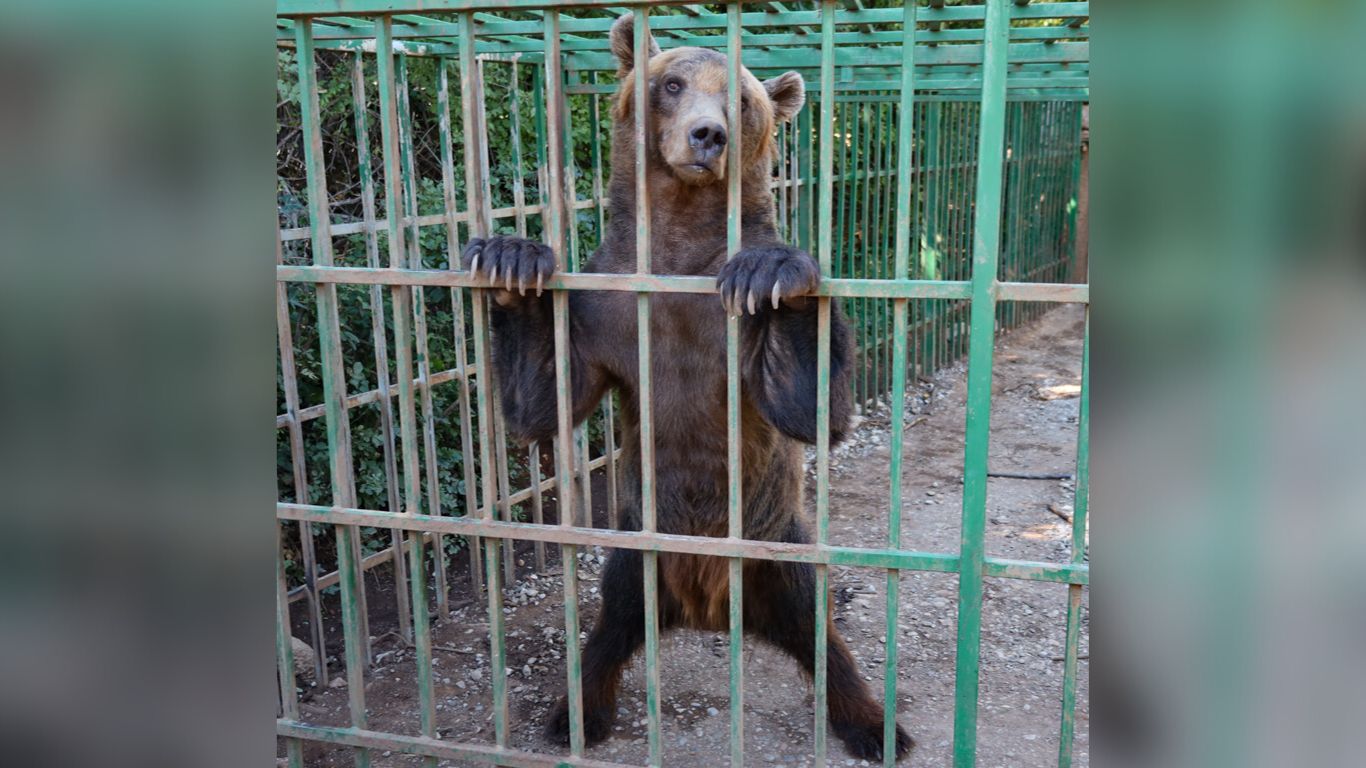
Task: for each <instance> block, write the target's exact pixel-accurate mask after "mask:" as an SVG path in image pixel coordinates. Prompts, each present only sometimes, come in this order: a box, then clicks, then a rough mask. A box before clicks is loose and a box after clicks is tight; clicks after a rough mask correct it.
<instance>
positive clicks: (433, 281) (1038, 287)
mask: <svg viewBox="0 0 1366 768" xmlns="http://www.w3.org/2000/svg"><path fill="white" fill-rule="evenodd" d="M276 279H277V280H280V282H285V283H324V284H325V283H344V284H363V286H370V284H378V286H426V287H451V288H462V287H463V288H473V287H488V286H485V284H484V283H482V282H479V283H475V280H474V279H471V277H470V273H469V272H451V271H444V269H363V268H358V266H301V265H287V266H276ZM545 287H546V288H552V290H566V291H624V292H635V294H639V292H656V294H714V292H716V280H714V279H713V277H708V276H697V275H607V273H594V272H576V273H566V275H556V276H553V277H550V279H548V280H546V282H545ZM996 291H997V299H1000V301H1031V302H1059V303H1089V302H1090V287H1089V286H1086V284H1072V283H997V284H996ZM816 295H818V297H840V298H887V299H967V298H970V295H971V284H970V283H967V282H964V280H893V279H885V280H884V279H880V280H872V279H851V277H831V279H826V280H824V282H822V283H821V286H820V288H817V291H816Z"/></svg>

* * *

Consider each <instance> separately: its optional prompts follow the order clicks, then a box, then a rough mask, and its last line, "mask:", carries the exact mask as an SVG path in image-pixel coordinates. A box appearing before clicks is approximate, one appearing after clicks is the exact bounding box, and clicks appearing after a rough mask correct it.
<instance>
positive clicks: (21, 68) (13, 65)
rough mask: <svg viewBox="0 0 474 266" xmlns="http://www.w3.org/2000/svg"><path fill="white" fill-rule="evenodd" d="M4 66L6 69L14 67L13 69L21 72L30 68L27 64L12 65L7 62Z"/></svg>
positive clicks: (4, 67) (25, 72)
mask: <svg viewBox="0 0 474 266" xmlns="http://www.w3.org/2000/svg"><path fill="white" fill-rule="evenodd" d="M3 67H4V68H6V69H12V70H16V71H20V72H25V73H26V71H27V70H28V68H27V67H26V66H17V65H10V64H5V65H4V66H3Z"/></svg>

* * *

(What the exercise asks): Could you transcribe the entries above word for word, from the line with "positive clicks: (21, 68) (13, 65)" down to the line with "rough mask: <svg", keeping both?

(Output for this task):
positive clicks: (21, 68) (13, 65)
rough mask: <svg viewBox="0 0 474 266" xmlns="http://www.w3.org/2000/svg"><path fill="white" fill-rule="evenodd" d="M4 66L6 69L14 67L13 69L21 72L30 68L27 64L12 65L7 62Z"/></svg>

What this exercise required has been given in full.